In the Python module notes, which two functions does the copy module provide, and what kind of copy does each one make?

__DOCUMENT EXCERPT__.
--------------------
Standard Interpreter Types
types
includes some classes that are mostly useful for issubclass
and isinstance
checks, such as FunctionType
,
LambdaType
, GeneratorType
, CoroutineType
and so on.
Coroutines
With types.coroutine()
, you can transform a generator function into a coroutine function.
copy
Refreshingly, copy
provides exactly copy.copy
for shallow copies and copy.deepcopy
for deep copies. deepcopy
has
your back, and typically resolves recursion gracefully. You can change copy behaviour on your own classes.
pprint
I disagree with the decision to put pprint
and reprlib
into the data types section, when they would be better placed
in the string services section.
Anyways. pprint
serves to represent arbitrary data structures in a way that can be used as input to the Python
interpreter. Instantiate a PrettyPrinter
and call PrettyPrinter.pprint
. On the printer class, you can set an indent
, width
,
compact=False
, sort_dicts=True
, and most interestingly a depth
. I can recommend using a higher indent value than
the default 1
.
Use pformat
as a shortcut to instantiating a printer and receiving its result as a string, or pp
or pprint
to
print to stdout or an arbitrary stream. Use saferepr
to disable all recursion.
reprlib
reprlib
provides an alternative reprlib.repr()
that limits the size of the result. You can customize things like the
maximum array entries to be printed and the maximum recursion level. You can also decorate your __repr__()
methods
with @recursive_repr(fillvalue="...")
to handle how nested objects are represented.
enum
Module contents
Enums map their attributes ("members", symbolic constants) to unique constant values. They can be compared and iterated
over. You can use the classes Enum
, IntEnum
for numerical constants, IntFlag
for numerical constants that should
support bitwise combintion (and remain subclasses of int
), Flag
for the same just without the int
subclassing.
--------------------
(Portion of a data file)

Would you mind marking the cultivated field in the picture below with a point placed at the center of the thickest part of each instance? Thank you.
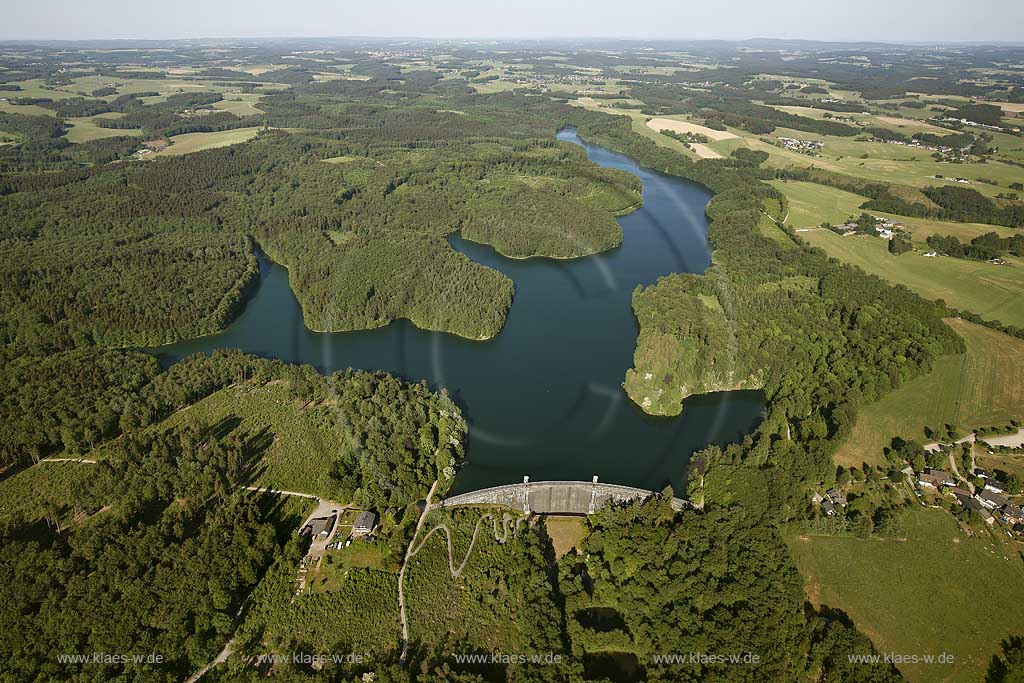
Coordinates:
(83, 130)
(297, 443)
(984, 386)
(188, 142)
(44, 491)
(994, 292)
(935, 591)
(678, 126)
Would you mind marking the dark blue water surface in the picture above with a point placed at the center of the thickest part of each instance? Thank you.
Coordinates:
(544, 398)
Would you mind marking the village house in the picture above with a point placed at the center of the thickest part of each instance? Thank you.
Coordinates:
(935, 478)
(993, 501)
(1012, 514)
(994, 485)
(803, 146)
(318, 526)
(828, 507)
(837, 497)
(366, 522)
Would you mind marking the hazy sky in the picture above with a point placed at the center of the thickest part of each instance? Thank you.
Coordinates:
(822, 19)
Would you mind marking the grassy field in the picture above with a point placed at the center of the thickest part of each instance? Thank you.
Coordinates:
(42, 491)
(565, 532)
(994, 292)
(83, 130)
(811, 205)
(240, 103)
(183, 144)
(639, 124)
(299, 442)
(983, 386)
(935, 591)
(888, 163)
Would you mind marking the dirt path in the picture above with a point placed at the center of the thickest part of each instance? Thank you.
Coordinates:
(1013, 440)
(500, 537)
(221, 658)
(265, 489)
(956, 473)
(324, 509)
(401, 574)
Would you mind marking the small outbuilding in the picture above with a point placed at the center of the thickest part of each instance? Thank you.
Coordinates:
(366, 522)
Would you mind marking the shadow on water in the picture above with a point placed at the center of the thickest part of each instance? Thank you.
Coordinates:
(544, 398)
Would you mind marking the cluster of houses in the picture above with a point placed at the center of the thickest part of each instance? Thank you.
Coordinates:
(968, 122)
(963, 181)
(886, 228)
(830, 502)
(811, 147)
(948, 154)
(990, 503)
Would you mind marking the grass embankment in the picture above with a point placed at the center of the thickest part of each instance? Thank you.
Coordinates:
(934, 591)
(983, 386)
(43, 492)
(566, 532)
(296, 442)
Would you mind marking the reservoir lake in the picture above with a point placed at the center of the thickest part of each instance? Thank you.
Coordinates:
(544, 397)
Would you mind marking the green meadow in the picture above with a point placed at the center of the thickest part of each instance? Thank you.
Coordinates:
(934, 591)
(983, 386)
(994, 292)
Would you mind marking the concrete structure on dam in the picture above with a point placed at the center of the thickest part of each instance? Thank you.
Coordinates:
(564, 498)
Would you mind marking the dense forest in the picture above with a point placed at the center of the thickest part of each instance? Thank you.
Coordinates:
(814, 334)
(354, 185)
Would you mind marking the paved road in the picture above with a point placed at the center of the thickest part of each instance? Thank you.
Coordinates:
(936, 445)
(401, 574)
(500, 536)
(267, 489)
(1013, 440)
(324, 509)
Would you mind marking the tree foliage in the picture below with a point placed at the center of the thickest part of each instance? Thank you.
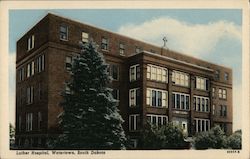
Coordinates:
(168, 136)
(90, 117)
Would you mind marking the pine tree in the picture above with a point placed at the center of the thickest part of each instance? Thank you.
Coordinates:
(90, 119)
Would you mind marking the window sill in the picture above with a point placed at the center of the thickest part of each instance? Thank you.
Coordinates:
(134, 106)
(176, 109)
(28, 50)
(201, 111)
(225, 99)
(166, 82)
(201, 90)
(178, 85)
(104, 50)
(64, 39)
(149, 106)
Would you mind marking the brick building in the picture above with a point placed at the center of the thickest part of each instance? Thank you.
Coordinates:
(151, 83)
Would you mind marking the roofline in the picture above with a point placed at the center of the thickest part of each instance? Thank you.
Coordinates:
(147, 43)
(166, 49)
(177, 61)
--------------------
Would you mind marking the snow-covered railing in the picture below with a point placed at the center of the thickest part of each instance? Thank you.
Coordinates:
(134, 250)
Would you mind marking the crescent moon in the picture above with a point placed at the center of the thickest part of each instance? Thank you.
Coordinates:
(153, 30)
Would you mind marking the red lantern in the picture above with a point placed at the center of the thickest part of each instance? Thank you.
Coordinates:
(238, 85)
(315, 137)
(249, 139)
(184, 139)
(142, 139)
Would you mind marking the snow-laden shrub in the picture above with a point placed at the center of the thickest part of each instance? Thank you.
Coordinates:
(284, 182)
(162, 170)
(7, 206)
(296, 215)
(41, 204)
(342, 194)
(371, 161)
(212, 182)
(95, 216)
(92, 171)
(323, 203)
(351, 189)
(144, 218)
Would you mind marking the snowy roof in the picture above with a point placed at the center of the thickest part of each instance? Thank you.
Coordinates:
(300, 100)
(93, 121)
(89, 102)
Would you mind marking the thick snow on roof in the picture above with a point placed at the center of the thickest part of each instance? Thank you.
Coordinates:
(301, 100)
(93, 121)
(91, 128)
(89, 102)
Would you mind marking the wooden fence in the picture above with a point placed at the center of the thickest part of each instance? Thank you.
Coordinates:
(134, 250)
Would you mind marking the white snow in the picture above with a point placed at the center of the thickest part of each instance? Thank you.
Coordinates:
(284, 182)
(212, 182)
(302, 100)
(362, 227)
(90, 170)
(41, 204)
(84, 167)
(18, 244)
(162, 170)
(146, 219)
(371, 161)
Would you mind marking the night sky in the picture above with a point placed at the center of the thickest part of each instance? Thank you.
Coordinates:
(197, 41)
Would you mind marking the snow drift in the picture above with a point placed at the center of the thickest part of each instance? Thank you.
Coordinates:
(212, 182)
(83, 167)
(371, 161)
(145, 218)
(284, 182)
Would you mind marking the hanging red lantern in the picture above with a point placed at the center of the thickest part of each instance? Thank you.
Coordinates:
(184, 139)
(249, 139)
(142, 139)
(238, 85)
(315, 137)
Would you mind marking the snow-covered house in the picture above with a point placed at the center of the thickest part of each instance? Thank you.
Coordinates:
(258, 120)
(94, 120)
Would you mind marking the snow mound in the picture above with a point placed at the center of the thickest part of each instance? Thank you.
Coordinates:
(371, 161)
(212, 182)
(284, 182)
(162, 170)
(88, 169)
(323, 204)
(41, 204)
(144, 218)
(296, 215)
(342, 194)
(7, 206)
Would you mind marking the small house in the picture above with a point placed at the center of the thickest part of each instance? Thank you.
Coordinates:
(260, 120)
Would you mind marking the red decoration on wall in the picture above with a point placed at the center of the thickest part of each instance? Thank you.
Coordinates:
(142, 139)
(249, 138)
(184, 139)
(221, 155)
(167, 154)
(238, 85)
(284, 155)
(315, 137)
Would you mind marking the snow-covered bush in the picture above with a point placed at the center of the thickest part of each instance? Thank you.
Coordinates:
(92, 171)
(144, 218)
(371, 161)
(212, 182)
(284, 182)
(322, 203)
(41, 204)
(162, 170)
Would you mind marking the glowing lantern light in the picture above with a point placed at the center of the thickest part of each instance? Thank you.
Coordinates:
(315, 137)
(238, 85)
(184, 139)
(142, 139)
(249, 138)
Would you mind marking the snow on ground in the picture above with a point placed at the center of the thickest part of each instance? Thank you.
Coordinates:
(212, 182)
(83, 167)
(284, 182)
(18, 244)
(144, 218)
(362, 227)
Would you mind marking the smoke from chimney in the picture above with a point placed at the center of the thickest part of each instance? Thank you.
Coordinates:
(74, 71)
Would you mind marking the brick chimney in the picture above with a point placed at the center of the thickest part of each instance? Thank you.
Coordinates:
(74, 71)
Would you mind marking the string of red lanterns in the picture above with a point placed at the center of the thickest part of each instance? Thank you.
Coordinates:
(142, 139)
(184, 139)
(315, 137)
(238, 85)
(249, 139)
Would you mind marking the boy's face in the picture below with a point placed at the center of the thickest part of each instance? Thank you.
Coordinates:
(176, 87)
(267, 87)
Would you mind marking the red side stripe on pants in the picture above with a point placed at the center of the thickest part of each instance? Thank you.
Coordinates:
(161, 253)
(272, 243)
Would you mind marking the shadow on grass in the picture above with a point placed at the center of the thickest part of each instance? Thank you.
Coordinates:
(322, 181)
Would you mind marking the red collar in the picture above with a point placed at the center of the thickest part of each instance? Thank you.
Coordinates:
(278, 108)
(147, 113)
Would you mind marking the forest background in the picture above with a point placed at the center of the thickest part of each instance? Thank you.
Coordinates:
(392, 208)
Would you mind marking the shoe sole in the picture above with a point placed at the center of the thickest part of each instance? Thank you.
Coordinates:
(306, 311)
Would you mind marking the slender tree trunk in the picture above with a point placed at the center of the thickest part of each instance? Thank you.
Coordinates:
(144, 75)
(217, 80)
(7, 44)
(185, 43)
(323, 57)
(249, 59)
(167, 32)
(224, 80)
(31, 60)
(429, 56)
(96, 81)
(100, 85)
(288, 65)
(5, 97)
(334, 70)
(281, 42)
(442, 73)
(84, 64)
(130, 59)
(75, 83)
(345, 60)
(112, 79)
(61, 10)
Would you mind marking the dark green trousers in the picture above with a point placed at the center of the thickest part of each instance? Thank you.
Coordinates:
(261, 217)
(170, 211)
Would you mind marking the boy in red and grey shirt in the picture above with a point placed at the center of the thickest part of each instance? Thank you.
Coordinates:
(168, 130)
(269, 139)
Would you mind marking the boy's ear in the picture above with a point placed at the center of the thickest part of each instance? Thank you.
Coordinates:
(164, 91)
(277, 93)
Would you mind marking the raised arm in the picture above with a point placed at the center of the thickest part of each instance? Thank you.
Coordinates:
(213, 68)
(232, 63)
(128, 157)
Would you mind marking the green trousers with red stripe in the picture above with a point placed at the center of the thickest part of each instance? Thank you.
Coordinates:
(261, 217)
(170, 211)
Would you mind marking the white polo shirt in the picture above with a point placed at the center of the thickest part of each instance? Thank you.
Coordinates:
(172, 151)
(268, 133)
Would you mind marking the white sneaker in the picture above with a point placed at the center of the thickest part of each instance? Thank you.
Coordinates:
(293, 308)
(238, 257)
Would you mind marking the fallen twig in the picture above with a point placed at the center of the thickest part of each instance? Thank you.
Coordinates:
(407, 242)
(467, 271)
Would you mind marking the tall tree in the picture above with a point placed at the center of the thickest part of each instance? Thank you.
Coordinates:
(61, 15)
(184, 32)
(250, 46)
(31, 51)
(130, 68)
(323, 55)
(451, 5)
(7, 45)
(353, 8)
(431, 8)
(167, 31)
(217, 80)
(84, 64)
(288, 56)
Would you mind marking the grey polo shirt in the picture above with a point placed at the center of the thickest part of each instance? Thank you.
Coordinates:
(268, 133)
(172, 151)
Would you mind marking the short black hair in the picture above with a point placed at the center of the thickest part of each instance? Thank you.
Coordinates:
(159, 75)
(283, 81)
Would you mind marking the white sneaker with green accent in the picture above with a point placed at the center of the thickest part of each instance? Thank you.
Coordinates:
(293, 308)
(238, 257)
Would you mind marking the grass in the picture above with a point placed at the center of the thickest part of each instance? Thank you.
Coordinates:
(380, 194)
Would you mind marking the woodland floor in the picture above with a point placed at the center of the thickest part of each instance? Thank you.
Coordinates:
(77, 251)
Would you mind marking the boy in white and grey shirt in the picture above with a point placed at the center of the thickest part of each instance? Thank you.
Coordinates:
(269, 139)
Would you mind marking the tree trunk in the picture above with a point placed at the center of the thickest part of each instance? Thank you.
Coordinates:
--------------------
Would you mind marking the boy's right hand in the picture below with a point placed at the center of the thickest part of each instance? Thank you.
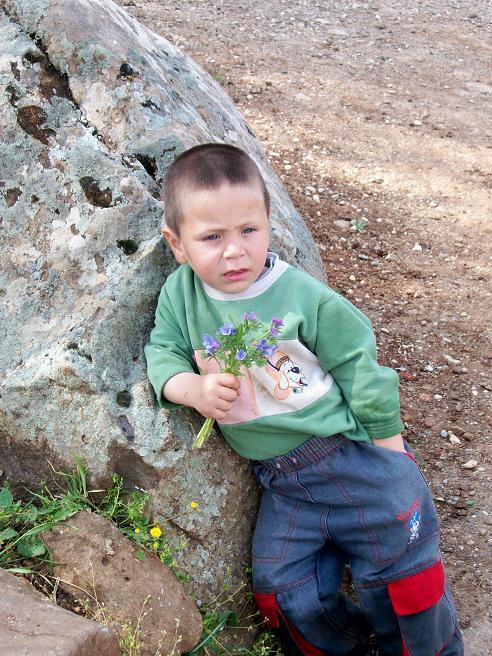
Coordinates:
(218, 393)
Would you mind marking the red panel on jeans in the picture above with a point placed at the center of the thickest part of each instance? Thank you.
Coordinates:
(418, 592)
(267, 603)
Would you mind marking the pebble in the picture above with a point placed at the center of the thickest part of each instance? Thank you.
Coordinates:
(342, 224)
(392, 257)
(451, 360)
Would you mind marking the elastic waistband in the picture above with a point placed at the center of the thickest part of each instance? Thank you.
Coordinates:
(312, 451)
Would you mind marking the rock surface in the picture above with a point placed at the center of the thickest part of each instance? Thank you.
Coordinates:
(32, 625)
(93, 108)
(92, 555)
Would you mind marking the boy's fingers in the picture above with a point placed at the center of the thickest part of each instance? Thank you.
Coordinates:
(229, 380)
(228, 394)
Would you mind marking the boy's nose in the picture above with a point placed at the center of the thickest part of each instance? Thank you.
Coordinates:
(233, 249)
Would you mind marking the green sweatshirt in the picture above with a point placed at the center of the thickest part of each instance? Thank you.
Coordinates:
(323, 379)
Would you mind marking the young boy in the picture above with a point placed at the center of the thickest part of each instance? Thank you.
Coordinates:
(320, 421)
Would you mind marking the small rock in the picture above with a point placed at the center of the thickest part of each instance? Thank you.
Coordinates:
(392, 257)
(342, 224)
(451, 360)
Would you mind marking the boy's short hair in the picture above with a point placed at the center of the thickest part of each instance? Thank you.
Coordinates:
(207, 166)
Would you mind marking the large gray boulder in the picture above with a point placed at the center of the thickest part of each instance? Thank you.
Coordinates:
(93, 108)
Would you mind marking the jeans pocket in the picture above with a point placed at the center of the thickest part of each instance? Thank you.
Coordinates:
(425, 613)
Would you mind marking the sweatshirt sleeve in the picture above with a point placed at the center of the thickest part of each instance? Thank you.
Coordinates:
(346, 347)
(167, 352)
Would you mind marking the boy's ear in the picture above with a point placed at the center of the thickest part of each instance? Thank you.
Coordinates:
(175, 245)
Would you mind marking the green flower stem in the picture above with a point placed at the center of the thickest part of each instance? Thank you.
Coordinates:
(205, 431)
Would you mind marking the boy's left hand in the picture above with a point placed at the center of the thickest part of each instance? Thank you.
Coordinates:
--------------------
__TASK OUTPUT__. copy.copy makes shallow copies, and copy.deepcopy makes deep copies.